> [GOAL]:
Type every record exactly as it appears.

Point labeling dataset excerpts
------

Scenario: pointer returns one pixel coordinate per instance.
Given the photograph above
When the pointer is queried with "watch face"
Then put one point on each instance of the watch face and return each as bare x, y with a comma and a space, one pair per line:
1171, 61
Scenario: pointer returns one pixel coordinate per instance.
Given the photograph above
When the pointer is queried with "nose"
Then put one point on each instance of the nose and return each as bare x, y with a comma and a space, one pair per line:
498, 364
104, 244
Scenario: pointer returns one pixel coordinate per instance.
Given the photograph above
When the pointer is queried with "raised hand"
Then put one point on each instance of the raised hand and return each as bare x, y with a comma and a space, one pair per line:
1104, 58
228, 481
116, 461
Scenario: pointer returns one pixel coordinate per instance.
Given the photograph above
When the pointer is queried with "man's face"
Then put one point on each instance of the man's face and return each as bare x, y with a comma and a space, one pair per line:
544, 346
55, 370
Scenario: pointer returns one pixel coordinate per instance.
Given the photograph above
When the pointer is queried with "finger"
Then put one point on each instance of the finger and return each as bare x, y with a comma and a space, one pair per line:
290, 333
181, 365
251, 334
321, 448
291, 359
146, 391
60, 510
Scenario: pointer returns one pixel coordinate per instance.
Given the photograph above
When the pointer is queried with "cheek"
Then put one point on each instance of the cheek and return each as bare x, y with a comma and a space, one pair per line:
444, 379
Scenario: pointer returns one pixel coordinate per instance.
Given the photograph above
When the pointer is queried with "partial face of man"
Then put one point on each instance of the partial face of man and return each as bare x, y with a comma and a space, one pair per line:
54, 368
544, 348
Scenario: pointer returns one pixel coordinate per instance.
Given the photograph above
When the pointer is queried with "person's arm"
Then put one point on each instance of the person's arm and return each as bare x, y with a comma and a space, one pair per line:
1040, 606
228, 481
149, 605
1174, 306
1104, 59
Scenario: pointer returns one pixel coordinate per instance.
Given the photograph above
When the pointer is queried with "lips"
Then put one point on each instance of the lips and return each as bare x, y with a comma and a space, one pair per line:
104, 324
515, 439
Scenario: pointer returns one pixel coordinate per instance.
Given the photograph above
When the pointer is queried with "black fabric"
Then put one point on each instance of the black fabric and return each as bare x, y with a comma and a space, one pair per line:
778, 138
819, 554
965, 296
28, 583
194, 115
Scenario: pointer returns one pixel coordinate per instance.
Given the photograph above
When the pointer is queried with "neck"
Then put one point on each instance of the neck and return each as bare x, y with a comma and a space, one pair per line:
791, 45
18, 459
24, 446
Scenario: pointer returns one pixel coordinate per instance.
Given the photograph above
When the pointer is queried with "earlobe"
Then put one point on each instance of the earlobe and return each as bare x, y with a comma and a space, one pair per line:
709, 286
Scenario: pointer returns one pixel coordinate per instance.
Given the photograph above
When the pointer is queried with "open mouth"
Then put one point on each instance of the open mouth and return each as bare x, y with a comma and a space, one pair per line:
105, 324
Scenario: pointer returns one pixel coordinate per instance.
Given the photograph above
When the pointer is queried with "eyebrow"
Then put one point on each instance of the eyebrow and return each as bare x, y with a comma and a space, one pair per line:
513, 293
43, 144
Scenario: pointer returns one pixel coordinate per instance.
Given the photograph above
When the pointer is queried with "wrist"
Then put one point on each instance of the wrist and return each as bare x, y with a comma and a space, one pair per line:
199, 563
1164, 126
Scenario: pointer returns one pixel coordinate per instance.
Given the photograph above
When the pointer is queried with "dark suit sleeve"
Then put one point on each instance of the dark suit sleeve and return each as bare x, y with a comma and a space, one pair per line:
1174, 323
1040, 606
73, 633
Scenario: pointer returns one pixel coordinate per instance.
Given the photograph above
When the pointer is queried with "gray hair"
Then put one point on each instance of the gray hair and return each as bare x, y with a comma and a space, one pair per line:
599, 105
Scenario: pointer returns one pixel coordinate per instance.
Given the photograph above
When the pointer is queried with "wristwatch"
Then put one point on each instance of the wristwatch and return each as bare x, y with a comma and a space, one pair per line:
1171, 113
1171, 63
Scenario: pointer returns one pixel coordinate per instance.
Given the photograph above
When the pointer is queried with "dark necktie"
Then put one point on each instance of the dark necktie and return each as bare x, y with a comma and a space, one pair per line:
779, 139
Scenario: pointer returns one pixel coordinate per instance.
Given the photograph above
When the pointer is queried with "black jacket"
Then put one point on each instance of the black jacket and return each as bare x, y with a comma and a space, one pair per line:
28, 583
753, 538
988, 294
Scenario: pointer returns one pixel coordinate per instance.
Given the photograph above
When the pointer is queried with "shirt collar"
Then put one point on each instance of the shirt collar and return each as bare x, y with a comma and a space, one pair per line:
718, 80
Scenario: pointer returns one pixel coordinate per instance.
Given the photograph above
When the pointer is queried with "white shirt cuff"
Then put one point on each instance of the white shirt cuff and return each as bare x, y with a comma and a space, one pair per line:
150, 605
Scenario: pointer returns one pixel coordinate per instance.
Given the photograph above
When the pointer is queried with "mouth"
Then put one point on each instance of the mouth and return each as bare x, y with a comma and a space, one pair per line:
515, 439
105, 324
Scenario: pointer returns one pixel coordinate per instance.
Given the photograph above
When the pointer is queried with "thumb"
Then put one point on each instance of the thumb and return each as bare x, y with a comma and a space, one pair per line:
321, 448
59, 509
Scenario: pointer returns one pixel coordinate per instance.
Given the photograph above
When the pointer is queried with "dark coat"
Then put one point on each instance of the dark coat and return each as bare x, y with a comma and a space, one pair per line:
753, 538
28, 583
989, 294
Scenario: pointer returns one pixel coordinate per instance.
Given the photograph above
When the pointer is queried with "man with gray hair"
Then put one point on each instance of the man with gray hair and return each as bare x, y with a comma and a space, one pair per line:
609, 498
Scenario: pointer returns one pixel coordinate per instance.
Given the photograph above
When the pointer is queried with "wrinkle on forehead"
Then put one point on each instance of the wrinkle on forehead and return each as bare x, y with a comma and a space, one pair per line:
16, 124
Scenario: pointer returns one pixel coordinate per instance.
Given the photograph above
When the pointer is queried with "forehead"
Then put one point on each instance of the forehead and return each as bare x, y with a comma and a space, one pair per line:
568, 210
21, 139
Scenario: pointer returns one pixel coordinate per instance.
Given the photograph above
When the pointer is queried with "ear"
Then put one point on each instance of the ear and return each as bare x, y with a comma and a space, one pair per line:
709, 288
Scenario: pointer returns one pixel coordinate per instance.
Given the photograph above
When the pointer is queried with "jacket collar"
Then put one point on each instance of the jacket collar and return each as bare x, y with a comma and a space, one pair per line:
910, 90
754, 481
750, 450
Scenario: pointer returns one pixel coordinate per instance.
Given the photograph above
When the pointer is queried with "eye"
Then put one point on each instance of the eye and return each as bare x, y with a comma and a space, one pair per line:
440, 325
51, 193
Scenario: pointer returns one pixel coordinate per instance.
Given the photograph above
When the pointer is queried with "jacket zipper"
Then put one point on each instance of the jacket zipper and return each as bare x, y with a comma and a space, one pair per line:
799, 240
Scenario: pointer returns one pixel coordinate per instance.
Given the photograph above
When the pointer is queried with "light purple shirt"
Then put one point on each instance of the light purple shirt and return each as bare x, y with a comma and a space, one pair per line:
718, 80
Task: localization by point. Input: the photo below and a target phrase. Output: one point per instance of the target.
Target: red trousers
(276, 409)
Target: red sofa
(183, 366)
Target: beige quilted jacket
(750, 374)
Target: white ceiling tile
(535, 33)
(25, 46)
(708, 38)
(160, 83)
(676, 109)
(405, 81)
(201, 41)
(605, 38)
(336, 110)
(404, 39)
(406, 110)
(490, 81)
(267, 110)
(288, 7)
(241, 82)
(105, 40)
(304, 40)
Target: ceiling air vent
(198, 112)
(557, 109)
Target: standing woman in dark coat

------

> [ANSWER TO THE PROBLEM]:
Scenario: pointer returns one pixel coordinate per instance.
Given the photograph above
When the pointer is queried with "watch face"
Then put one point on each instance of the watch face and return each as bare x, y with a comma and a space, one pair per line:
1171, 61
Scenario: pointer returns one pixel coordinate per instance.
Given the photograph above
When the pointer is queried with "nose"
Then put one point on each instance of the nose and return each as bare x, y with a comma and a space, one pair per line:
498, 364
104, 244
Scenario: pointer returns one pixel coordinate per instance.
Given the photograph above
When the pointer is queried with "raised hand"
Then put one point on each instance of the raised hand and return each as bare x, y with a comma and a space, one pair per line:
1104, 58
228, 481
116, 461
Scenario: pointer returns one pixel coordinate per instance.
Given the photograph above
When the pointer is queried with "man's face"
Then put one point on each instance of the man's face and return each as bare x, y with a comma and a space, one pair per line:
544, 346
55, 370
Scenario: pointer returns one pixel coordinate per instance.
Given the photograph above
When the pointer is queried with "finger"
Then put one point on each instance of the finger and return each as bare x, y with a comma and a space, one pair per line:
290, 333
181, 365
251, 334
321, 448
291, 359
146, 391
60, 510
Scenario: pointer returns one pixel coordinate per instance.
Given the photograph above
When the pointer is queried with "cheek"
Then put one point on each instance of the cheek and return each as bare x, y with a comma and a space, one pair per line:
444, 379
Scenario: pointer returns one pixel coordinate per instance.
Given the photograph above
When the pointer is queried with "partial face of man"
Then put one point on each instance of the partial face of man and return each as bare x, y with a comma and a space, one pair per line:
54, 368
544, 348
Scenario: pointer returns one pixel coordinate per instance.
Given the photograph above
When the pointer is queried with "person's arm"
Then put one point on each instance of the person's arm and return each as bare x, y with a comma and a space, one pair per line:
1040, 606
228, 481
149, 605
1174, 306
1104, 59
Scenario: pointer returns one pixel coordinate per instance.
Given the photograph above
When the pointer is queried with "lips"
Then put one point on each instance of the lips and return each as bare x, y with a comma and a space, one pair per line:
104, 324
515, 439
Scenario: pointer returns one pixel coordinate per instance.
Given the photograph above
When the pointer is queried with "black fabric"
Then put one point on each instance of the black fabric and return each as bare x, y with a comma and a space, one pair per line:
778, 138
819, 554
965, 296
28, 583
194, 115
Scenario: pointer returns one pixel coordinate per instance.
Given the photograph above
When the pointer is queried with "neck"
Then put one point on each instance of the neck and return each as bare x, y with a comma and a space, one pair per line:
791, 45
18, 459
24, 446
Scenario: pointer returns one pixel coordinate per instance.
Given the photograph above
When the pointer is queried with "earlobe"
Then put one point on each instance of the earlobe and return each as bare x, y with a comma and a space, one pair per line:
709, 286
Scenario: pointer returns one pixel coordinate per instance.
Given the photograph above
When the pointer is queried with "open mouth"
Then put one point on each instance of the open mouth and return each as bare x, y with a comma and a space, one pair per line:
105, 324
Scenario: pointer returns one pixel coordinate per instance.
Given the photograph above
When the pointer is queried with "eyebrow"
Then put one point on each instance of the eyebrow and return each as bare x, y with a comma and a space, one pair per line:
513, 293
43, 144
Scenario: pointer returns one pixel coordinate per instance.
Given the photograph above
When the pointer is queried with "wrist"
Then put one point on each instance of the wrist and return each as bare x, y with a comma and a space, one pair per line:
199, 563
1164, 126
Scenario: pointer returns one pixel coordinate per instance.
Given the photograph above
When the pointer is queried with "dark suit sleeve"
Then put one point on each instance of the dark suit sleeve and return each as bare x, y with a comma and a space, one pair per line:
1174, 323
1040, 606
73, 633
Scenario: pointer returns one pixel coordinate per instance.
Given the photograph above
When the pointer is queried with "gray hair"
Then put one point on each instance of the gray hair and return each as bare x, y with a comma and a space, one pair per line:
599, 105
Scenario: pointer returns one pixel coordinate per instance.
Given the photograph above
When the pointer is queried with "wristwatch"
Then put one point on each instance of the wristwatch and return each as bare x, y with a comma and a space, one pair per line:
1171, 113
1171, 63
Scenario: pointer returns one pixel coordinate per instance.
Given the photograph above
When the pointer is queried with "dark necktie"
Then put one point on each instance of the dark necktie and return each as bare x, y with a comma and a space, one pair per line:
779, 139
Scenario: pointer returns one pixel coordinate per instance.
Given the photograph above
When the pointer is queried with "black jacket"
Then put one point on each instance of the black jacket and return each as bare x, y with a comma and a space, one pair per line:
28, 583
753, 538
988, 294
Scenario: pointer returns one pixel coordinate per instance.
Given the photograph above
When the pointer is queried with "shirt collar"
Then put one point on each instance of the shirt collar and return each as bare x, y with a comma and a space, one pair per line:
718, 80
Scenario: pointer returns one pixel coordinate per instance.
Given the photograph above
When the pointer is queried with "white shirt cuff"
Then put one point on each instance of the white shirt cuff and return each as bare x, y with a comma and a space, one pair per line:
150, 605
Scenario: pointer returns one pixel coordinate per instance.
Given the photograph above
When the pointer is queried with "mouth"
Then put one point on each instance of the mouth and return each as bare x, y with a comma and a space, one pair per line:
515, 439
105, 324
Scenario: pointer returns one pixel coordinate per instance.
Given the photograph above
When the pointer is queried with "thumb"
Then put one point on each instance of the thumb and return each as bare x, y with a comma and a space, one pair per line:
321, 448
59, 509
Scenario: pointer returns one pixel coordinate per instance.
Given the photograph above
When the pointer is queried with "dark coat"
Then put one point on each instance of the dark coat and return each as bare x, y with a comma and a space, one pair per line:
753, 538
28, 583
989, 294
Scenario: pointer returns one pixel coordinate per instance.
Given the photograph above
When the pointer is queried with "man with gray hair"
Then put one point on each instance of the man with gray hair and return each as bare x, y with a comma and a space, one pair per line:
609, 498
Scenario: pointer returns one pixel coordinate per instance.
Given the photograph above
When the pointer is queried with "wrinkle on forehead"
Then put one point on each instance of the wrinkle on forehead and return each as bare x, y with a comma and a space, one pair per line:
16, 124
Scenario: pointer returns one pixel coordinate per instance.
Given the photograph above
When the pointer is queried with "forehead"
Then put one point on each instance of the forehead and return each as bare x, y with a comma and a space, one pair per line:
568, 210
21, 139
Scenario: pointer returns one pixel coordinate per instance.
Given the photograph above
When the pointer is queried with "ear"
Then put one point on each instance of the ear and return each as bare x, y with a comma and a space, one pair per line:
709, 288
Scenario: pointer returns one pixel coordinate per instance.
Given the photograph above
When the pointer is queried with "jacket collar"
Then put one point on each instance of the jacket collar and return each as bare x, y with a comma and a space, one pair per line:
910, 90
754, 481
750, 450
Scenario: pointer returns one pixel coordinate per instance.
Given the photograph above
When the pointer is queried with "eye"
Then put one point on each instance of the eye and return each as bare x, y with a comma and a space, one pair per line:
440, 325
51, 193
Scenario: pointer returns one pixel coordinate per instance.
Given the photograph above
When the pointer is queried with "jacket zipper"
Then put one point on each instance of the jacket zipper and return each as bare x, y with a comma and a space, one pair per line:
799, 240
Scenario: pointer returns one pixel coordinate per instance.
Given the photograph above
When the pointer is queried with "light purple shirt"
Then put one point on each instance of the light purple shirt and return each as bare x, y with a comma and a space, one pair per line:
718, 80
Task: localization by point. Input: the photo below and a target phrase. Output: one point per instance of the target.
Target: red trousers
(276, 409)
Target: red sofa
(183, 366)
Target: beige quilted jacket
(750, 374)
Target: white ceiling tile
(535, 33)
(25, 46)
(708, 38)
(160, 83)
(676, 109)
(405, 81)
(201, 41)
(605, 38)
(336, 110)
(404, 39)
(406, 110)
(490, 81)
(267, 110)
(288, 7)
(241, 82)
(105, 40)
(304, 40)
Target: ceiling air vent
(198, 112)
(557, 109)
Target: standing woman in dark coat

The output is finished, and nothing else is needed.